§ **MATERIAL PROVIDED**:
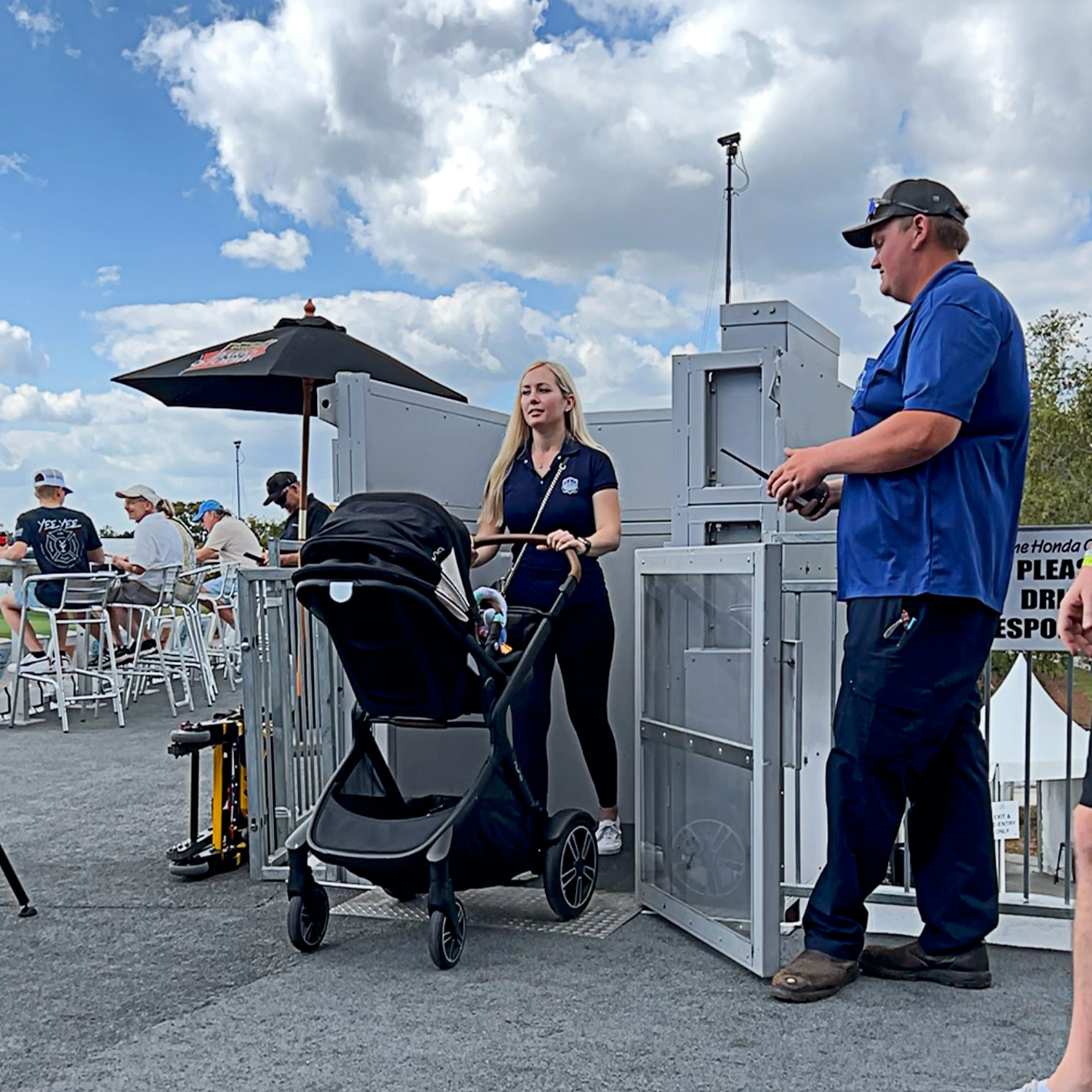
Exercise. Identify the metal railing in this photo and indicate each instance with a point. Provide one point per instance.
---
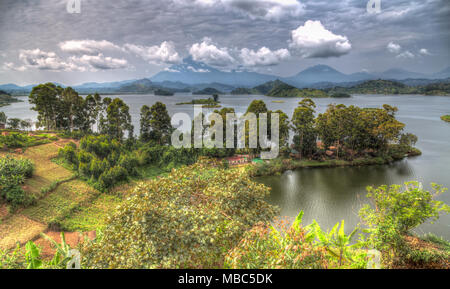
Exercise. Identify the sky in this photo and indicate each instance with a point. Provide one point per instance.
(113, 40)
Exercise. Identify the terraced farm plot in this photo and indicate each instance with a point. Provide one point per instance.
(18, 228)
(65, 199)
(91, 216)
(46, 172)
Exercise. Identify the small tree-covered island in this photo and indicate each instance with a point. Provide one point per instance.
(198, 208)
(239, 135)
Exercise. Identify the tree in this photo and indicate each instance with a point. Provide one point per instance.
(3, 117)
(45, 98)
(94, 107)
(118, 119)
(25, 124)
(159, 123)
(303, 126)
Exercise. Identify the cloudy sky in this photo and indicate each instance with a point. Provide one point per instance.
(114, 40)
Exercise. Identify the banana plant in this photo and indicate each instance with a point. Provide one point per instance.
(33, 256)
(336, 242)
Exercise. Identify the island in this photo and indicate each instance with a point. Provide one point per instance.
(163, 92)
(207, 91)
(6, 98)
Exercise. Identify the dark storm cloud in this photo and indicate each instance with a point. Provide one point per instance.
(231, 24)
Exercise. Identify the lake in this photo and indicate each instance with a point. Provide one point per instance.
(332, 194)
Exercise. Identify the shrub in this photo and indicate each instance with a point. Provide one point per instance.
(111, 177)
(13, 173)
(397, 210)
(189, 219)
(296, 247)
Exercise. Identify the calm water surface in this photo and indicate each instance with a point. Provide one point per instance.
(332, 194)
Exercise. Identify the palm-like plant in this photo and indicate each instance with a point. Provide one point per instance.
==
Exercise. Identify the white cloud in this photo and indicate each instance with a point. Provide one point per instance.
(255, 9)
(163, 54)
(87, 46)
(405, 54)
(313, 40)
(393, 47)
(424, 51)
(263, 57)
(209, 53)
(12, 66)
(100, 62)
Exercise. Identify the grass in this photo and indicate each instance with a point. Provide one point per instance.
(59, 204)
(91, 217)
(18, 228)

§ **EXERCISE REQUIREMENTS**:
Word for word, restate the lines of the data above that fall between the line holding "Exercise. Identify the cloudy" and the line holding "Exercise. Identify the palm-like", inclusive, and no other lines.

§ **TASK OUTPUT**:
Exercise. Identify the cloudy sky in this photo and indicate each instance with a point. Provide one point per instance.
(114, 40)
Exercise. Identify the banana plant in this photo and indicate each instance with a point. Provide one point per instance.
(33, 256)
(336, 242)
Exercise. Identify the island in this photo and indicate each instance with a point. Provide one point per instance.
(163, 92)
(207, 91)
(6, 98)
Exercise. Identify the dark storm cloud in this photo and indicate each instance with a point. Provide one point per instance.
(231, 24)
Exercise. Identify the lake in this photo and indicate each instance with a point. Provide one point per instance.
(332, 194)
Exercise. Identify the shrub in this photo and indicate each instance with a point. Provide one point per instance.
(111, 177)
(13, 173)
(397, 210)
(189, 219)
(296, 247)
Exercise. Identify the calm water surface in this photo and indicate each instance with a point. Provide one point per instance.
(332, 194)
Exercise. Identify the palm-like plant in this photo and indicate each instance with a point. Provide one point per instance.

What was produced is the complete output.